Extracted data -
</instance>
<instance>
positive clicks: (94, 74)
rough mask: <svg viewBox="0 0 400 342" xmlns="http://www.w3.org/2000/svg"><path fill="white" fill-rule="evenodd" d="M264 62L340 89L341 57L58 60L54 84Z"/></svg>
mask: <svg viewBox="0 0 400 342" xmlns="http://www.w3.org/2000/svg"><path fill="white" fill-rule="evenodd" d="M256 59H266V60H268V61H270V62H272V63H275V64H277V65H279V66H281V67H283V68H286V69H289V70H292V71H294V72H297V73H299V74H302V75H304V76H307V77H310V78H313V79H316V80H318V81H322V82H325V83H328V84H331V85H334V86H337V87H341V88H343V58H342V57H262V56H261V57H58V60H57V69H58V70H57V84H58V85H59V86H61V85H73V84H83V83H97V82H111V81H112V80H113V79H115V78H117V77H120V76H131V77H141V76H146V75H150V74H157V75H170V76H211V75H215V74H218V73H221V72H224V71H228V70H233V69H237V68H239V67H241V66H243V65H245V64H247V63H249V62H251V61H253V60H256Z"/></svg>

Task requirements - Copy out the material word for word and line for line.

Result of the exercise -
</instance>
<instance>
positive clicks: (94, 74)
rough mask: <svg viewBox="0 0 400 342" xmlns="http://www.w3.org/2000/svg"><path fill="white" fill-rule="evenodd" d="M264 62L340 89L341 57L58 60L54 84Z"/></svg>
mask: <svg viewBox="0 0 400 342" xmlns="http://www.w3.org/2000/svg"><path fill="white" fill-rule="evenodd" d="M256 59H266V60H268V61H270V62H272V63H275V64H277V65H279V66H281V67H283V68H286V69H289V70H292V71H294V72H297V73H299V74H302V75H304V76H307V77H310V78H313V79H316V80H318V81H322V82H325V83H328V84H331V85H334V86H337V87H341V88H343V58H342V57H262V56H261V57H58V60H57V69H58V70H57V84H58V85H59V86H61V85H73V84H83V83H97V82H111V81H112V80H113V79H115V78H117V77H120V76H131V77H141V76H146V75H150V74H157V75H170V76H211V75H215V74H218V73H221V72H224V71H228V70H233V69H237V68H239V67H241V66H243V65H245V64H247V63H249V62H251V61H253V60H256Z"/></svg>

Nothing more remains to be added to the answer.